• EXERCISE DIRECTIONS
Pick out every line in the listing below that contains the word "submerged", and copy each of those lines in full.
─── STORED ROWS
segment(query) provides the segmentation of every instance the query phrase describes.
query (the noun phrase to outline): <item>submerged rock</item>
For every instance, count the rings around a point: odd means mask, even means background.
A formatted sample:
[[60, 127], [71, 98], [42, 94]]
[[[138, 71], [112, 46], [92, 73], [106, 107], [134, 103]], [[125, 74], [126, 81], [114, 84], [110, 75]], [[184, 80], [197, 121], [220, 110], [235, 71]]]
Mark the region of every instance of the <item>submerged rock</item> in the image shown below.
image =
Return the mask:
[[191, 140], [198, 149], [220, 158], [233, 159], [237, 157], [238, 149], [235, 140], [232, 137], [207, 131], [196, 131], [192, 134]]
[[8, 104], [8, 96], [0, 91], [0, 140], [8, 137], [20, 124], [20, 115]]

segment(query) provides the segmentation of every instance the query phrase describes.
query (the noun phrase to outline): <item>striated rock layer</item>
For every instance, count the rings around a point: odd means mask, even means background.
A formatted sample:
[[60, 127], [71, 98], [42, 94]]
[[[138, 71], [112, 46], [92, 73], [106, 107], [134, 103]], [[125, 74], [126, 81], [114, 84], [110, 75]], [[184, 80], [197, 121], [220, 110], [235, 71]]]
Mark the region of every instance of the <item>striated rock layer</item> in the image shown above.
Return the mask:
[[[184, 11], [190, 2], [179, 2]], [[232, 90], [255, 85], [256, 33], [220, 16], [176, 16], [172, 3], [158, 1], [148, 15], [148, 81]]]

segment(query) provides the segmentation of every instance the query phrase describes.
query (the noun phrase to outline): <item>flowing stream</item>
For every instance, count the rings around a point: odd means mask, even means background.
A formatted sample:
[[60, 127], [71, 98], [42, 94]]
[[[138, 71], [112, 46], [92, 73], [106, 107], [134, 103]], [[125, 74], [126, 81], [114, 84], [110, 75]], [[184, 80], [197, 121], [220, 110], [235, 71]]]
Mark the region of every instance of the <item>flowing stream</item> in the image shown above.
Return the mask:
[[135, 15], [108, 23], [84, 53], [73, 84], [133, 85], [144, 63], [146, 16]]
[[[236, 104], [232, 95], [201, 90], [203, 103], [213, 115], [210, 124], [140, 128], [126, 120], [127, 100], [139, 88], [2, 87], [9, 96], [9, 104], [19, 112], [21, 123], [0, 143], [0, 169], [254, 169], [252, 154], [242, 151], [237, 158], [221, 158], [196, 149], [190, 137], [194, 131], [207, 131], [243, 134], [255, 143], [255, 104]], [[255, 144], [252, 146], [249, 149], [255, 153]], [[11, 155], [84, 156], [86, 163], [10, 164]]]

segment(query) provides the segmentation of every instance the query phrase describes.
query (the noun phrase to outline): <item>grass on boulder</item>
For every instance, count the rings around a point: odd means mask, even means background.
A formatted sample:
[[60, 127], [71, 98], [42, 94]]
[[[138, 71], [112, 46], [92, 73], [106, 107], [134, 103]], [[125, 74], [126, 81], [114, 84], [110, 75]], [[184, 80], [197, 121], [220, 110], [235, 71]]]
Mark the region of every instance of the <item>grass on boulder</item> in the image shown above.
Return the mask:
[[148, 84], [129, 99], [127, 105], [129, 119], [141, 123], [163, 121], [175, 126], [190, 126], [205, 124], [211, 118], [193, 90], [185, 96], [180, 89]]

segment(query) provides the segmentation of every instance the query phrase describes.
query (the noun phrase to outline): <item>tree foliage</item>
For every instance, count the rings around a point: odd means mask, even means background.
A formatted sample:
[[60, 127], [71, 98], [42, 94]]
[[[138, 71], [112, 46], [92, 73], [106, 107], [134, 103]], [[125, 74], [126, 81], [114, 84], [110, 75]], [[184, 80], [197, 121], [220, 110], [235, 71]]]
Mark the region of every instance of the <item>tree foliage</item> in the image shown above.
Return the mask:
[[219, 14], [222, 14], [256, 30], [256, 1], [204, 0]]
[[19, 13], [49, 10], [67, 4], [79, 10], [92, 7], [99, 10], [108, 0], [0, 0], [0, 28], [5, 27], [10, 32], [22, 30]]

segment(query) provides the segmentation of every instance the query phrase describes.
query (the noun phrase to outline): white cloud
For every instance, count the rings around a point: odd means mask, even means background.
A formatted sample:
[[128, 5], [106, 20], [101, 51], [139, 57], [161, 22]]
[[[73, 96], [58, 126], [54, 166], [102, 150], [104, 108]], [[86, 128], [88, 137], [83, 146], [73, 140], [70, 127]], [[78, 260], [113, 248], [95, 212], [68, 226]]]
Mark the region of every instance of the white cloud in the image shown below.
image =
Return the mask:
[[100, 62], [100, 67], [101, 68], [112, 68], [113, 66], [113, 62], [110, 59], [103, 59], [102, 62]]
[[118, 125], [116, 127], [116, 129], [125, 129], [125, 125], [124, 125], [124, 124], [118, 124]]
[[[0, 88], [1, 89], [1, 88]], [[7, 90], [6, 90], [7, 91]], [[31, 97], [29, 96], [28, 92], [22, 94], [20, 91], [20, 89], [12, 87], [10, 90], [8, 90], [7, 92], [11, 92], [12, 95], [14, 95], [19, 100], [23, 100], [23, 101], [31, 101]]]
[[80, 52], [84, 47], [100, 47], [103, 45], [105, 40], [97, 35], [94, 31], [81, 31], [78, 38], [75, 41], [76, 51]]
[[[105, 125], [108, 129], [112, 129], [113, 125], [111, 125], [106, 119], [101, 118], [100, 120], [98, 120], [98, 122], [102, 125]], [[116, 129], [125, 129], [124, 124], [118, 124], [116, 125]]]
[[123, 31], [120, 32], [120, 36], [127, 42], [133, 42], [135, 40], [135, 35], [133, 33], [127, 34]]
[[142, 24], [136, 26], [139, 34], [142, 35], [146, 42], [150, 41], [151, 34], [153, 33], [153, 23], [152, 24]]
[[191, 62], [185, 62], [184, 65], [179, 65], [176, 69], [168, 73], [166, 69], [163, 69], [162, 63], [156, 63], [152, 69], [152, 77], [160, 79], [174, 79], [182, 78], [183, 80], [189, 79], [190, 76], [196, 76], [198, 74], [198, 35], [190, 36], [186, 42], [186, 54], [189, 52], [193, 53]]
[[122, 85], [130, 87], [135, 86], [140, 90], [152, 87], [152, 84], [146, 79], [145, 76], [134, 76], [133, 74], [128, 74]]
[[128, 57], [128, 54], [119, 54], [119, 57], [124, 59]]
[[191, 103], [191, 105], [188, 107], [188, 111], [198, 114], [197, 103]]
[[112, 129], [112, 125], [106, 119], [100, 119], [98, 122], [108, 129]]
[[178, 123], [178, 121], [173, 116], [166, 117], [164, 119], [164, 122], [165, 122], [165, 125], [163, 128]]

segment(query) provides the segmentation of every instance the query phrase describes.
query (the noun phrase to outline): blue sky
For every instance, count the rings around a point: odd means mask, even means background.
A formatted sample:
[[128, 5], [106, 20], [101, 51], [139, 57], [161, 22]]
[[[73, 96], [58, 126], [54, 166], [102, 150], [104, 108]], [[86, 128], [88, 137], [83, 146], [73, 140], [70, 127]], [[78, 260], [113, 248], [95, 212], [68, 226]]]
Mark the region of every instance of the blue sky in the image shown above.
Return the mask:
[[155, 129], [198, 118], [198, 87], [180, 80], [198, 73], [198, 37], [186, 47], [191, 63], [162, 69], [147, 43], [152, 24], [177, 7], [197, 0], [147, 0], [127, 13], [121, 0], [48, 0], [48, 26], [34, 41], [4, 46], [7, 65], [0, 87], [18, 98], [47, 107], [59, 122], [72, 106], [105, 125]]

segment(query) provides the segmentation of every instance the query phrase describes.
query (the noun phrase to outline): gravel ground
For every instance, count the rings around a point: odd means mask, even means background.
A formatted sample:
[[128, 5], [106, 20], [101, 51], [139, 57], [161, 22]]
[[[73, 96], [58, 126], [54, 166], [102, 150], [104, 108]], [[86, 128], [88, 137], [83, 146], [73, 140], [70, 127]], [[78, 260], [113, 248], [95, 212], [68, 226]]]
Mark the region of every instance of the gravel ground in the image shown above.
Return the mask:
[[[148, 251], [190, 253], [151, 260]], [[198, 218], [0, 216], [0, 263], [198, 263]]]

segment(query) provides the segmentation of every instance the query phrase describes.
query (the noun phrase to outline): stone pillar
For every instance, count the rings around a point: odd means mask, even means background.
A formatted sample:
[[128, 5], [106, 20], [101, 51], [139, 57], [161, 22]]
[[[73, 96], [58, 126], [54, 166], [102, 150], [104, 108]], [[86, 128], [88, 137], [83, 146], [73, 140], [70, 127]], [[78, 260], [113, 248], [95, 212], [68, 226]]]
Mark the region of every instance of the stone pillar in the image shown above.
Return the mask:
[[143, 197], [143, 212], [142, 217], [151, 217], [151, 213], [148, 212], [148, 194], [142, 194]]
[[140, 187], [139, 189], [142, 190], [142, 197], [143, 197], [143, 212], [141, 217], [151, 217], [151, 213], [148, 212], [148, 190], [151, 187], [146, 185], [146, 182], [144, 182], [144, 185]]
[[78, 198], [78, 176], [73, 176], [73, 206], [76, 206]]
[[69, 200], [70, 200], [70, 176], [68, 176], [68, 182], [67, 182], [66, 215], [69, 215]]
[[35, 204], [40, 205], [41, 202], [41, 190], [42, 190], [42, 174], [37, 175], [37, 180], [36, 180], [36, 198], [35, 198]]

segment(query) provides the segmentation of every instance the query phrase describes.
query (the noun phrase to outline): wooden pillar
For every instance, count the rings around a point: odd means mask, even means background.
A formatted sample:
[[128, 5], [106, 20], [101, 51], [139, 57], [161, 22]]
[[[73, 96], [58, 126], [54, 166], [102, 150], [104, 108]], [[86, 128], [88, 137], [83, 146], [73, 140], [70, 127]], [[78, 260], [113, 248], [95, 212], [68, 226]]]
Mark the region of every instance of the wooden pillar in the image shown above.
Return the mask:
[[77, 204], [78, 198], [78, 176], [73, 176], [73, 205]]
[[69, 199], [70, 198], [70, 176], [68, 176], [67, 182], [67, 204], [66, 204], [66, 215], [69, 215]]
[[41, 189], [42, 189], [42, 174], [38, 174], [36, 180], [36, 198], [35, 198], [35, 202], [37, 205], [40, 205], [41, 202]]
──────
• ANSWER FOR THE TASK
query (the noun phrase to outline): <item>submerged rock</item>
Mark the region of every instance of the <item>submerged rock</item> in the image shown below.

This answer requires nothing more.